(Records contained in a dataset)
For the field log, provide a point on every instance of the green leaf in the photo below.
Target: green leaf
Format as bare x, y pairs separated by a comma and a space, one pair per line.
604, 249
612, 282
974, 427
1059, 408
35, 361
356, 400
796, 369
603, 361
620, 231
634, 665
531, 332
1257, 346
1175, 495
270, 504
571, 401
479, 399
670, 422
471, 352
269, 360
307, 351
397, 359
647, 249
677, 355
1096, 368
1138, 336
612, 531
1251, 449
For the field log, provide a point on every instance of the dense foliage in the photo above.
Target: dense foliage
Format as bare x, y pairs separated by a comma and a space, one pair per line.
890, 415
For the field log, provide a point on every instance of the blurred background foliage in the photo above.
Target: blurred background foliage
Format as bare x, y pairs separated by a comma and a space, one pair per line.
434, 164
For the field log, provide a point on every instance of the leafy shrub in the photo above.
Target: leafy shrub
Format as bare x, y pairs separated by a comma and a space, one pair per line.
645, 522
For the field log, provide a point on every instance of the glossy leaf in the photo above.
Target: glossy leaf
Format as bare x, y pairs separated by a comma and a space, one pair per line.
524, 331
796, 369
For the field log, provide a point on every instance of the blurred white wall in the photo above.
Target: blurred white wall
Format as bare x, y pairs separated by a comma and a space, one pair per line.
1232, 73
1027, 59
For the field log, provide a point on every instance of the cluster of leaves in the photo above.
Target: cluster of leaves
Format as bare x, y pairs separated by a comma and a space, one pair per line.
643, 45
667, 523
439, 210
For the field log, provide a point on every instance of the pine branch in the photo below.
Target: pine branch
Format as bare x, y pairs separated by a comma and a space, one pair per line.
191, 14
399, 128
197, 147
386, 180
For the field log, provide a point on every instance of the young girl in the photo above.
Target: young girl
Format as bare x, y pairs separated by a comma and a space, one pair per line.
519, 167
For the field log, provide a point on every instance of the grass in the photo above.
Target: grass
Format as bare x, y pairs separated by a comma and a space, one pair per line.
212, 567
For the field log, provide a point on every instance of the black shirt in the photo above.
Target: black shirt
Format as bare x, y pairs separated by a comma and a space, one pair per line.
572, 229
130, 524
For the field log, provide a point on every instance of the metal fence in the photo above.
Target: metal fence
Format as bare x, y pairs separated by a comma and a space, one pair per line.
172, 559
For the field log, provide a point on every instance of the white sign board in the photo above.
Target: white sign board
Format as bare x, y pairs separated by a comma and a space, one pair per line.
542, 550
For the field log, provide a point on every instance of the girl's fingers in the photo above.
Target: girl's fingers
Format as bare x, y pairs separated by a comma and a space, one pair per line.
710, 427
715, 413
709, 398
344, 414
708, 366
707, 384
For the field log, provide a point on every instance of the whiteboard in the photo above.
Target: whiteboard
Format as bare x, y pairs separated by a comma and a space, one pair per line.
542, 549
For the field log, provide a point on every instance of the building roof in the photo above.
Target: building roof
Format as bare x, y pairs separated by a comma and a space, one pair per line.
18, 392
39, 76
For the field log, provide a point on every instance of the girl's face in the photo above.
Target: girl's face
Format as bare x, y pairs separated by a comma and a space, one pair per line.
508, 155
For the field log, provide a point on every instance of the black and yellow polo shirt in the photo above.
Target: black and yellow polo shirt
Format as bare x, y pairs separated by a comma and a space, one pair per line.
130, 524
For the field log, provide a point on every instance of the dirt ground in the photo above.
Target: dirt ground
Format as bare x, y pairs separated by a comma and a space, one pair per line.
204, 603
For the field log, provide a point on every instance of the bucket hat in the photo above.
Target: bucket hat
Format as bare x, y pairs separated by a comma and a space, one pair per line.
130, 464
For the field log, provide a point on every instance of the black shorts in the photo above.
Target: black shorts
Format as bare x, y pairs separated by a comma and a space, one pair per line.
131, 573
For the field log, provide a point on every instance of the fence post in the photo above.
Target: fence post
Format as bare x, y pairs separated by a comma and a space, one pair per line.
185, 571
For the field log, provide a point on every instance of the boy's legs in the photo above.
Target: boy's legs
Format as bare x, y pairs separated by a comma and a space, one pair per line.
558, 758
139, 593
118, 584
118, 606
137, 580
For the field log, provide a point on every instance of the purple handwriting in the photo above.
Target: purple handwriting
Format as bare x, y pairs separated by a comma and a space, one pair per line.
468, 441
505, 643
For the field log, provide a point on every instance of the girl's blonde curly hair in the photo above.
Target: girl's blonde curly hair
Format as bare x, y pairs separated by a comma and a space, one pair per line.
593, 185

TASK DIRECTIONS :: Could you set down, exactly as written, the lines above between the one holding "Target: blurred background foliage" and the one holding "fingers in the photo above.", inclusive, and nothing more?

RESPONSE TO THE EXERCISE ::
Target: blurred background foliage
Format as bare x, y pairs separated by a comma and a space, one pair per line.
434, 164
For the field log, provide a point on every instance of the leafy shrub in the photo above.
Target: leafy shrub
Format as bare x, y pairs separated by a comma and a space, one pair per line.
645, 522
For the field log, provide a point on every instance of the glossy leaf in the photo above.
Target: glossy leaf
Format as bare x, y pairs separated by a comma and a space, one pair per line.
524, 331
796, 369
For the field log, provide a point on every instance of the blurred white wall in the photo above.
Target: blurred white wall
Format as bare x, y pairs separated by a comma and a space, one pair per line.
1232, 73
1027, 59
For the field log, provide a point on every instance of the cluster of leaves in the photo above.
Target: cluster of leaves
Format as bare x, y pairs separated by a comma and a space, one pair per line.
643, 45
667, 523
439, 210
For the field log, provide a point on every instance of the pine branch in the photo below.
Target: pine branch
Format as bare x, y pairs separated by a comma and a space, one pair per line.
191, 14
399, 128
197, 147
386, 180
For the field log, provide a point on every instance of the young girl in the photo above.
Target: young girl
Format as bare x, y pairs separated by a comma and a space, one pair per line.
519, 167
For the field log, provide a point on every instance of the grass in the photo above.
Target: grass
Format as bare x, y pairs separated by a comma and a space, one pair per line.
212, 567
For the field log, provide a point on every instance of the black shirt in the photo above.
Target: black shirt
Format as bare x, y pairs separated by a comma and a space, one pair per line.
572, 229
130, 524
For the field log, provide a point on every instance of the metal fence in the photo above.
Target: metal fence
Format as bare x, y pairs separated by a comma and a space, one pair per line.
172, 559
For the field log, provide a point on every instance of the white sign board in the photo above.
Target: white sign board
Format as bare x, y pairs separated by a comma and a space, one pair per line.
542, 550
For the field log, provide a point on every instance of the girl's fingers in the photo above.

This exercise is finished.